## Records supplied

+++

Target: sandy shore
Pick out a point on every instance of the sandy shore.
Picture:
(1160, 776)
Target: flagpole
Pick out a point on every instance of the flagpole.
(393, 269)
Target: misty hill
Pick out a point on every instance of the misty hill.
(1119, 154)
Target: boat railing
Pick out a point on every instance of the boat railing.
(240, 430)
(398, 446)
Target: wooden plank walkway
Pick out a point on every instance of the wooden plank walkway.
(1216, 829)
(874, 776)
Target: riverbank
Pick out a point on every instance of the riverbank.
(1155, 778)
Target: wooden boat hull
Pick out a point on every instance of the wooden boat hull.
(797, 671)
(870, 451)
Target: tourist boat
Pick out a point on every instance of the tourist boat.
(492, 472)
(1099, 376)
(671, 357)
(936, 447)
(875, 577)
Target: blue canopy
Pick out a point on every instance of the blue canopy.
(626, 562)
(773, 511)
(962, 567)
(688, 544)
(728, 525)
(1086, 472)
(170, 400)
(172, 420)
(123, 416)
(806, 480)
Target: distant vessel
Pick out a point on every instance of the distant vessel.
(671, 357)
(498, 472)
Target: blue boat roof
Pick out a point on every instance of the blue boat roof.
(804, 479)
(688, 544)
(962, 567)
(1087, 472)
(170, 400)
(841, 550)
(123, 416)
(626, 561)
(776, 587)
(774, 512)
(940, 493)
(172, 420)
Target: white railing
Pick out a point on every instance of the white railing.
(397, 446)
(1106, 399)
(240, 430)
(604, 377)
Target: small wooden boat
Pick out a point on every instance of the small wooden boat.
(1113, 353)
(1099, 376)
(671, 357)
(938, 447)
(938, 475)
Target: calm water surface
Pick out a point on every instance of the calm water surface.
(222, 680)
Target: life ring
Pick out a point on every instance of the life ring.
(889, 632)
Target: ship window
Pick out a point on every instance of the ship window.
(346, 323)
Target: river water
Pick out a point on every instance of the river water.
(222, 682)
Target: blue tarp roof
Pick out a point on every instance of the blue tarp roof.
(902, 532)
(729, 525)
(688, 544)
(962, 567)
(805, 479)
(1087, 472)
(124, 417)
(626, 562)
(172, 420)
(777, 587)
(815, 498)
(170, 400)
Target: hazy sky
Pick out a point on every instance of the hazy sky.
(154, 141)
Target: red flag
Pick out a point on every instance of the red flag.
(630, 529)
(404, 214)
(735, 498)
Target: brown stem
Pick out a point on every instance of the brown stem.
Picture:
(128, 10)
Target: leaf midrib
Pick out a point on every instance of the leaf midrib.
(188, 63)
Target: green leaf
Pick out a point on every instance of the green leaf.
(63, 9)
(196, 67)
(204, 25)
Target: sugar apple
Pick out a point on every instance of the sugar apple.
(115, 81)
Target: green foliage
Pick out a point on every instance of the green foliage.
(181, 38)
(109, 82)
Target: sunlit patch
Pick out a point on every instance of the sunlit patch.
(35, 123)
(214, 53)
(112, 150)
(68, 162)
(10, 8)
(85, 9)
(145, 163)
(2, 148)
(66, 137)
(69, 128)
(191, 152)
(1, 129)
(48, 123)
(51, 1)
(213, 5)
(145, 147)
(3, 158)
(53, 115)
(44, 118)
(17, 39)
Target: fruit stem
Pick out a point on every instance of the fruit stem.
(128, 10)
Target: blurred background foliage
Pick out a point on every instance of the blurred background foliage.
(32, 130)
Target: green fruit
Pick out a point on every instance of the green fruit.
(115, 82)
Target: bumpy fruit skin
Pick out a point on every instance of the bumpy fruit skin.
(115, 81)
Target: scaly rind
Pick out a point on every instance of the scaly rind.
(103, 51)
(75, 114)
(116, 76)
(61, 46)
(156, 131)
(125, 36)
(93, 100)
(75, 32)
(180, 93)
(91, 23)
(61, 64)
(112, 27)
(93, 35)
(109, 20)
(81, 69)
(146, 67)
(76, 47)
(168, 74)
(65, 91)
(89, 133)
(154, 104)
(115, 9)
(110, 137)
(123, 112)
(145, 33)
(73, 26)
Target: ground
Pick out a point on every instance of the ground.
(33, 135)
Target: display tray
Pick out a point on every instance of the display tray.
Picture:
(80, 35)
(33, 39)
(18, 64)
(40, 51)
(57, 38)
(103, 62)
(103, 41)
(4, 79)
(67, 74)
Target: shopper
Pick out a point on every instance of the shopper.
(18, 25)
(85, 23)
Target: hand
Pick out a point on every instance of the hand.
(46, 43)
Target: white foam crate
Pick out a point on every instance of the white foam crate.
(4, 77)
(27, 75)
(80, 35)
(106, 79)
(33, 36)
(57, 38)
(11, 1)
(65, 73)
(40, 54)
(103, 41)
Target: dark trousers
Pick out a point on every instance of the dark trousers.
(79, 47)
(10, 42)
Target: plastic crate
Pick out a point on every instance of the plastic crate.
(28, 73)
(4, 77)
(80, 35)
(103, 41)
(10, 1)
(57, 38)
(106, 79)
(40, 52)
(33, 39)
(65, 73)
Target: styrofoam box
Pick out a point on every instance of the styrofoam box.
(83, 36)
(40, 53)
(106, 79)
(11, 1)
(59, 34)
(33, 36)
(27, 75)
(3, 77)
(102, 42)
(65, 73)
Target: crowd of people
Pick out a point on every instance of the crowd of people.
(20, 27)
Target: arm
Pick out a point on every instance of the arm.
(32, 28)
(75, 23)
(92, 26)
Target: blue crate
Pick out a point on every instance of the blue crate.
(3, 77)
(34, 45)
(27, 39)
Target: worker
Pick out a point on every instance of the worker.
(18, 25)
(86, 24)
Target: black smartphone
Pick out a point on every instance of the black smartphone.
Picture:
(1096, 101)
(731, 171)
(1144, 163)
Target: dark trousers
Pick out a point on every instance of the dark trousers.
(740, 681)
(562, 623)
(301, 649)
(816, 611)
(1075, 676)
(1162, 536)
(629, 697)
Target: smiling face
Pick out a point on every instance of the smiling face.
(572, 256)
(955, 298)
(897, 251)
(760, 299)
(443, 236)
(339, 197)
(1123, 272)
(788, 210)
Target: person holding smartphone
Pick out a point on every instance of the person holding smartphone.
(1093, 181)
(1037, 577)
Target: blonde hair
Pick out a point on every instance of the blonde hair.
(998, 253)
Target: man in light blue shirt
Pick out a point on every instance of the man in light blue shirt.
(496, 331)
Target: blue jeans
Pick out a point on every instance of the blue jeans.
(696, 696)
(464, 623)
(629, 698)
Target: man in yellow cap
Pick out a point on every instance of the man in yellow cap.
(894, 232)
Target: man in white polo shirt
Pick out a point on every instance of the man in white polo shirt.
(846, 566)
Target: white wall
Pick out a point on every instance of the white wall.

+++

## Set task
Write out the lines above as a numbered list, leaving out any blank lines.

## Reply
1. Target: sandy shore
2. Pick out a point on every instance of the sandy shore.
3. Picture:
4. (1160, 776)
5. Target: flagpole
6. Pick out a point on every instance of the flagpole.
7. (393, 269)
8. Target: misty hill
9. Pick out a point on every instance of the misty hill.
10. (1119, 154)
11. Target: boat railing
12. Pick out a point on every instance of the boat railing.
13. (240, 430)
14. (398, 446)
15. Target: wooden plank walkway
16. Pick out a point on every instance of the wooden plank walkway.
17. (1216, 829)
18. (874, 776)
19. Target: riverbank
20. Pick out a point on every instance of the riverbank.
21. (1155, 778)
22. Target: wooden boat hull
23. Pick out a point on every instance of the wooden boat hull.
24. (797, 671)
25. (870, 451)
26. Target: tourist boat
27. Pick out a point on every instance of the tourist boat.
28. (492, 472)
29. (1099, 376)
30. (671, 357)
31. (936, 447)
32. (875, 577)
33. Target: blue canopy
34. Pick out a point on every instance of the blue canopy.
35. (626, 562)
36. (773, 511)
37. (962, 567)
38. (688, 544)
39. (728, 525)
40. (1086, 472)
41. (170, 400)
42. (172, 420)
43. (123, 416)
44. (806, 480)
45. Target: distant vessel
46. Pick out a point on every instance of the distant vessel.
47. (671, 357)
48. (498, 472)
49. Target: blue boat roof
50. Pick out a point on every instance of the blue boat roof.
51. (804, 479)
52. (688, 544)
53. (962, 567)
54. (1087, 472)
55. (170, 400)
56. (841, 550)
57. (123, 416)
58. (626, 561)
59. (776, 587)
60. (774, 512)
61. (940, 493)
62. (172, 420)
63. Target: white railing
64. Pick out a point on every instance of the white railing.
65. (397, 446)
66. (1106, 399)
67. (240, 430)
68. (604, 377)
69. Target: small wooden boat
70. Pick out a point on every instance of the small wooden boat.
71. (1113, 353)
72. (1099, 376)
73. (671, 357)
74. (938, 447)
75. (938, 475)
76. Target: calm water surface
77. Pick out a point on every instance of the calm water surface.
78. (222, 680)
79. Target: life ring
80. Pick out a point on every instance of the life ring.
81. (889, 632)
82. Target: ship window
83. Pick out a point on every instance of the ship window.
84. (346, 323)
85. Target: river water
86. Pick out a point on every instance of the river water.
87. (222, 682)
88. Target: blue tarp roof
89. Pick out a point on every instance of the blue tarp roof.
90. (902, 532)
91. (729, 525)
92. (688, 544)
93. (962, 567)
94. (805, 479)
95. (1087, 472)
96. (124, 417)
97. (626, 562)
98. (172, 420)
99. (777, 587)
100. (815, 498)
101. (170, 400)
102. Target: hazy sky
103. Pick out a point on every instance of the hazy sky.
104. (154, 141)
105. Target: red flag
106. Pick out a point on every instance of the red flag.
107. (630, 529)
108. (404, 214)
109. (735, 498)
110. Target: brown stem
111. Pick out a point on every instance of the brown stem.
112. Picture:
113. (128, 10)
114. Target: leaf midrib
115. Pick out a point on every instance of the leaf midrib.
116. (188, 63)
117. Target: green leaf
118. Pick out a point on every instance of the green leaf.
119. (63, 9)
120. (196, 67)
121. (204, 25)
122. Target: sugar apple
123. Pick out a point on every instance of the sugar apple.
124. (115, 81)
125. Target: green foliage
126. Pick out a point on every instance of the green foliage.
127. (181, 38)
128. (109, 82)
129. Target: sunlit patch
130. Pick out a point on every instance of the sunlit patch.
131. (35, 123)
132. (214, 53)
133. (112, 150)
134. (68, 162)
135. (10, 8)
136. (85, 9)
137. (145, 163)
138. (2, 148)
139. (66, 137)
140. (69, 128)
141. (191, 152)
142. (1, 129)
143. (48, 123)
144. (51, 1)
145. (213, 5)
146. (145, 147)
147. (3, 158)
148. (53, 115)
149. (44, 118)
150. (17, 39)
151. Target: fruit stem
152. Pick out a point on every instance of the fruit stem.
153. (128, 10)
154. Target: blurred background foliage
155. Pick out a point on every instance of the blurred background foliage.
156. (32, 130)
157. Target: green fruit
158. Pick out a point on every instance of the green fruit.
159. (115, 82)
160. Target: bumpy fruit skin
161. Pick out a point on every instance of the bumpy fruit skin.
162. (115, 81)
163. Target: scaly rind
164. Pick out a point on every instance of the scaly rind.
165. (103, 51)
166. (75, 114)
167. (116, 76)
168. (61, 46)
169. (156, 131)
170. (125, 36)
171. (93, 100)
172. (75, 32)
173. (180, 93)
174. (91, 23)
175. (61, 64)
176. (112, 27)
177. (93, 35)
178. (109, 20)
179. (81, 69)
180. (146, 67)
181. (76, 47)
182. (168, 74)
183. (65, 91)
184. (89, 133)
185. (154, 104)
186. (115, 9)
187. (110, 137)
188. (123, 112)
189. (145, 33)
190. (73, 26)
191. Target: ground
192. Pick out a point on every instance of the ground.
193. (33, 135)
194. Target: display tray
195. Pick out a point on every instance of the display tray.
196. Picture:
197. (80, 35)
198. (33, 39)
199. (18, 64)
200. (40, 51)
201. (57, 38)
202. (103, 62)
203. (103, 41)
204. (4, 79)
205. (67, 74)
206. Target: shopper
207. Pick out a point on every instance of the shopper.
208. (18, 25)
209. (85, 23)
210. Target: hand
211. Pick out a point on every instance of the hand.
212. (46, 43)
213. Target: white foam crate
214. Pick out a point on every instance of the white foam crate.
215. (4, 77)
216. (27, 75)
217. (80, 35)
218. (106, 79)
219. (33, 36)
220. (57, 38)
221. (11, 1)
222. (65, 73)
223. (40, 54)
224. (103, 41)
225. Target: dark trousers
226. Pick out a point on every instance of the dark trousers.
227. (79, 47)
228. (10, 42)
229. Target: plastic crate
230. Pick out a point on every instance of the plastic crate.
231. (28, 73)
232. (4, 77)
233. (80, 35)
234. (103, 41)
235. (10, 1)
236. (57, 38)
237. (106, 79)
238. (40, 52)
239. (33, 39)
240. (65, 73)
241. Target: styrofoam box
242. Pick out a point on every instance of the styrofoam box.
243. (83, 36)
244. (40, 53)
245. (106, 79)
246. (11, 1)
247. (59, 34)
248. (33, 36)
249. (27, 75)
250. (3, 77)
251. (102, 42)
252. (65, 73)
253. Target: crowd of people
254. Pick out a point on every instance of the crowd of people.
255. (20, 27)
256. Target: arm
257. Pick out a point on every instance of the arm.
258. (32, 28)
259. (75, 23)
260. (92, 26)
261. Target: blue crate
262. Pick out a point on every instance of the blue crate.
263. (3, 77)
264. (34, 45)
265. (27, 39)
266. Target: worker
267. Pick out a point on every instance of the worker.
268. (18, 25)
269. (86, 24)
270. Target: black smartphone
271. Pick out a point on every instance of the black smartphone.
272. Picture:
273. (1096, 101)
274. (731, 171)
275. (1144, 163)
276. Target: dark trousers
277. Pick out a point on every instance of the dark trousers.
278. (740, 681)
279. (562, 623)
280. (301, 649)
281. (816, 611)
282. (1075, 676)
283. (1162, 536)
284. (629, 697)
285. Target: smiling face
286. Pick out a point on every instance of the smiling face.
287. (572, 256)
288. (955, 298)
289. (897, 251)
290. (760, 299)
291. (443, 236)
292. (339, 197)
293. (1123, 272)
294. (788, 210)
295. Target: person holding smartphone
296. Pick out a point on every instance of the person holding smartphone.
297. (1093, 181)
298. (1037, 577)
299. Target: blonde hair
300. Pick out a point on every instance of the blonde hair.
301. (998, 253)
302. Target: man in light blue shirt
303. Pick out a point on every instance of the man in light blue shirt.
304. (496, 331)
305. Target: blue jeans
306. Pick out a point on every instance of the blue jeans.
307. (696, 696)
308. (464, 623)
309. (629, 698)
310. Target: man in yellow cap
311. Pick out a point on every instance of the man in yellow cap.
312. (894, 232)
313. Target: man in white polo shirt
314. Pick out a point on every instance of the man in white polo shirt.
315. (846, 566)
316. Target: white wall
317. Pick out a point on every instance of the white wall.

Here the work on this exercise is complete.